**Exercise objective**
According to the article on Auriga Services' support for NHS patients, how many renal patients and how many IMD patients received advice?

**Selected text**
══════════════════════════════

Impact of services provided to NHS patients by Auriga revealed
A recent study has revealed the impact that Auriga Services has had for patients across the West Midlands.
Between January 2017 and March 2018 Auriga Services received funding from the Money Advice Service (MAS) under the What Works Fund to develop the financial capability of patients with renal failure and people with inherited metabolic disorders (IMD). Funding was also made available from the University Hospitals Birmingham and the Severn Trent Trust Fund which enabled 409 renal and 73 IMD patients to receive advice. The project was delivered through face to face advice and support in a healthcare setting.
Chronically ill patients face enormous difficulties and especially when it comes to their income due to the range of limitations and effects of the illness on their ability to work. Diagnosis and treatment for renal failure means for the majority of patients a loss of their salaried income which for many results in financial hardship.
The project enabled Auriga’s advisers to support patients to maximise their income from welfare benefits, economising on bills and minimising expenditure, gaining access to the most economical tariffs, accessing in-kind benefits, and where appropriate, rescheduling payment plans.
An independent study showed that the patients overall wellbeing, family relationships, reduced stress levels and health improved due to the interventions. Patients diets were improved together with keeping their homes warm without worry making significant impacts.
Carol Arnold, Commercial Director of Auriga said
“The project exceeded delivery expectations and we are delighted that funding has continued to support the patients The overall wellbeing of the patients increased dramatically by the intervention of services performed by Auriga’s advisers. Patients who received 1:1 advice increased their income by over £5,000 per annum which allowed them to live a healthier life. Other benefits were gained for the patients such as a ‘blue badge’ which can have a significant and positive effect on the patient and their family..”
The impact of the project was so successful for patients, that the project has been extended for a further four years, thanks to funding from the NHS and the Severn Trent Trust Fund.

══════════════════════════════

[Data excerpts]
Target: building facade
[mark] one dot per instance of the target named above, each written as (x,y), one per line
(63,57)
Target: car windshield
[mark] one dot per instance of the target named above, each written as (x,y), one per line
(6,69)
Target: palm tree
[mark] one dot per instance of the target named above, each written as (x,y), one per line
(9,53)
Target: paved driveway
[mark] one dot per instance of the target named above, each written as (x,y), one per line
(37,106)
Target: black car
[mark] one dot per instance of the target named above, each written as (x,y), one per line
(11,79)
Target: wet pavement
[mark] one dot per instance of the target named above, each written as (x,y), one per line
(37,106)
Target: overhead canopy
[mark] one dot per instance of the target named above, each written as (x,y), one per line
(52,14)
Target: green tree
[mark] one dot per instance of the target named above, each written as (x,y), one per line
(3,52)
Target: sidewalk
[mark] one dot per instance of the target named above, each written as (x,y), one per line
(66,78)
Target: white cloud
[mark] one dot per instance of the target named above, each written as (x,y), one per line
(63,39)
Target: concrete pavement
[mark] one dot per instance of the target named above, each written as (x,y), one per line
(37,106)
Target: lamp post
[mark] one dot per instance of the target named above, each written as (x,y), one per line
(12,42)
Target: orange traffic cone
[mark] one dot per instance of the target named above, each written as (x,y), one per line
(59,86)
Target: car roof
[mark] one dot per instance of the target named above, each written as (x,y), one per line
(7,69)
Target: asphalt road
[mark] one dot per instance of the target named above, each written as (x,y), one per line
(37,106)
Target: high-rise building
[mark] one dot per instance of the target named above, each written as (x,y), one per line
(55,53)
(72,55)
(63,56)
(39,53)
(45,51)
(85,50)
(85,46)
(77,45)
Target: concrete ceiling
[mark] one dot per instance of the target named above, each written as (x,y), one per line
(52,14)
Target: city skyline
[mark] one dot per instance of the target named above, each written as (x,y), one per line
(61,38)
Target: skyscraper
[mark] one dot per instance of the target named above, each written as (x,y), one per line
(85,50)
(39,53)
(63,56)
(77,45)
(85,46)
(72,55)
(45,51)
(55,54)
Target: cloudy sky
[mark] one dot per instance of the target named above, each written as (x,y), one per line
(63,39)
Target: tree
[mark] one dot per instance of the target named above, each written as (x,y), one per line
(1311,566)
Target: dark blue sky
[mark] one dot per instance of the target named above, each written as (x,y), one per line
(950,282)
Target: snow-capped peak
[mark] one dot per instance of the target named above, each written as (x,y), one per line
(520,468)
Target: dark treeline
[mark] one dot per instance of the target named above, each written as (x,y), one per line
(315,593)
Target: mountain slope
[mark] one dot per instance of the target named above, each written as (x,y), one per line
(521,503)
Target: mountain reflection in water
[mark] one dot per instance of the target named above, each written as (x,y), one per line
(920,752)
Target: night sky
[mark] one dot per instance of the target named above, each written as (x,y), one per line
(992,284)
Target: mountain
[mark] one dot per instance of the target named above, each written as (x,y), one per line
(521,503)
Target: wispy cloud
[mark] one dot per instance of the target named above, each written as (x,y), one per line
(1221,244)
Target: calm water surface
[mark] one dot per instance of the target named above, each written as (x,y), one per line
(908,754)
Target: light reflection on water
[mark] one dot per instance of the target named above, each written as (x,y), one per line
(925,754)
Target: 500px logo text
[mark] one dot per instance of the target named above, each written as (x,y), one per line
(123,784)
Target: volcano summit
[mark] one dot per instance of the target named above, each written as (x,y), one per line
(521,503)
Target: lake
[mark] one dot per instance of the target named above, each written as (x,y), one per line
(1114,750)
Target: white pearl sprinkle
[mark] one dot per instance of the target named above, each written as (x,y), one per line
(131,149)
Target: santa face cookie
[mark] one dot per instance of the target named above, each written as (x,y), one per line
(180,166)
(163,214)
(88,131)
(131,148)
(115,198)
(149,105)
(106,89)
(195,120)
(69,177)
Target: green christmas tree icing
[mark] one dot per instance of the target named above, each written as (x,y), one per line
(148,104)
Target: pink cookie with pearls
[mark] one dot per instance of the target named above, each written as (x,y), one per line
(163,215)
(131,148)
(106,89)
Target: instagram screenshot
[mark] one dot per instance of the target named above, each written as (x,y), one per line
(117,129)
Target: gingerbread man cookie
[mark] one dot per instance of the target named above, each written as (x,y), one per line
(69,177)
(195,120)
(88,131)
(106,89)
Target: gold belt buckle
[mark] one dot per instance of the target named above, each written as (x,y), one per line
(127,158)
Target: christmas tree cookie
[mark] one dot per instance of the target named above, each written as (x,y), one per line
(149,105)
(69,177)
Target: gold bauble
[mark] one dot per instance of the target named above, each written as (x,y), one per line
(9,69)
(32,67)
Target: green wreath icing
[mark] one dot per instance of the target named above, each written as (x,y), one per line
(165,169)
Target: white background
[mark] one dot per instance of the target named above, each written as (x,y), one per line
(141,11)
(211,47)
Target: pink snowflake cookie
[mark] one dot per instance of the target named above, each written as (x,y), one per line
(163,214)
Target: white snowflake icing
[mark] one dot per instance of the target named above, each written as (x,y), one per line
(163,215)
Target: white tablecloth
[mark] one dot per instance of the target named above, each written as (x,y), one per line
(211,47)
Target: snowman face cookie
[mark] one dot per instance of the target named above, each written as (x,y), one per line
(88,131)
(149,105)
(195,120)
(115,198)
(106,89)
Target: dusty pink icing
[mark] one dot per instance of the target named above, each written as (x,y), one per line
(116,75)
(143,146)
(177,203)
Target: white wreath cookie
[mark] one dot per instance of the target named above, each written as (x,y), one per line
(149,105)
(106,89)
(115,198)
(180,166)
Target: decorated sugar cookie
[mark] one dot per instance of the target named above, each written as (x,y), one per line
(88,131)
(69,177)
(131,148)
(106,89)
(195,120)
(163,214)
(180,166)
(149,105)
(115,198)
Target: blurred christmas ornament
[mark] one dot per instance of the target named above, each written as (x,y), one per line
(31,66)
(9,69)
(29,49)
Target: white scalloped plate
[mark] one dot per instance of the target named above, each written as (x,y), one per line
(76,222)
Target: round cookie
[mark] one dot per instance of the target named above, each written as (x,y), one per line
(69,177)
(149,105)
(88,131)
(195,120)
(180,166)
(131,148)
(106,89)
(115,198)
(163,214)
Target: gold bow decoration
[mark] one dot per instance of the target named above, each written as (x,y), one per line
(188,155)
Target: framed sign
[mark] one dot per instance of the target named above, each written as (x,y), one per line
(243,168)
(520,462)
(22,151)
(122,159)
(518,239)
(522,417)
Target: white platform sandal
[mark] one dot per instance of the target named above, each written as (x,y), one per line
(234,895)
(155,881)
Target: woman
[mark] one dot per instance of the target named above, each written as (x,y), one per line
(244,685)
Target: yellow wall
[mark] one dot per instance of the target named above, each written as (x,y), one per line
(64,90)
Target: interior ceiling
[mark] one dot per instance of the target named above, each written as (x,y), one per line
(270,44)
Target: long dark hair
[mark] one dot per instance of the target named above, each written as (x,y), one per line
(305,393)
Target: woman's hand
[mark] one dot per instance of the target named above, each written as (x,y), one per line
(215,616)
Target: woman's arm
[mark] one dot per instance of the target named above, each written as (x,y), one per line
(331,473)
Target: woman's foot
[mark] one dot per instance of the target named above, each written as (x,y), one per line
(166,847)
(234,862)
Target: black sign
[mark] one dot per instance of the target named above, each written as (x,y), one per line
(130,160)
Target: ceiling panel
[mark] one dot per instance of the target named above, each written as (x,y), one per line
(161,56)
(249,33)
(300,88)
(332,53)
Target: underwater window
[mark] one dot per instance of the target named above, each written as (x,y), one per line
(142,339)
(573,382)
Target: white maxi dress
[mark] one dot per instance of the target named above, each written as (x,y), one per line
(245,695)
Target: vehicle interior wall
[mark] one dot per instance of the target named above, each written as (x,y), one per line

══════════════════════════════

**Problem solution**
409 renal patients and 73 IMD patients received advice.